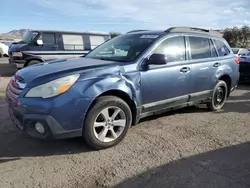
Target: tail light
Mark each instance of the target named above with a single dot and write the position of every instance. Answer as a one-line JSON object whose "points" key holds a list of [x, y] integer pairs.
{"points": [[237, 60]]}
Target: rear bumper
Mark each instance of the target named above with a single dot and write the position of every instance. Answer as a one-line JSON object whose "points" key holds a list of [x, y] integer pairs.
...
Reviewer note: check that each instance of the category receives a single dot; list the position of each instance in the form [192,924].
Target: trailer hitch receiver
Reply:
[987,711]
* * *
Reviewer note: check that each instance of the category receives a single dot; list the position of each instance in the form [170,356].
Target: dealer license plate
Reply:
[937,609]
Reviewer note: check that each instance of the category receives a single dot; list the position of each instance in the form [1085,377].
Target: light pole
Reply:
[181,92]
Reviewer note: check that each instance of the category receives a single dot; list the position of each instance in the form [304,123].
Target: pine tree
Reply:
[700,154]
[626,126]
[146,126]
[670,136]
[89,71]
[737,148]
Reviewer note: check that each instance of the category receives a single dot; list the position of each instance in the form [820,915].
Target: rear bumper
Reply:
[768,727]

PROBLEM TO SOLVE:
Out of the preceding entries, pull every line containing the string "light".

EXERCISE SOLUTION:
Target: tail light
Target: light pole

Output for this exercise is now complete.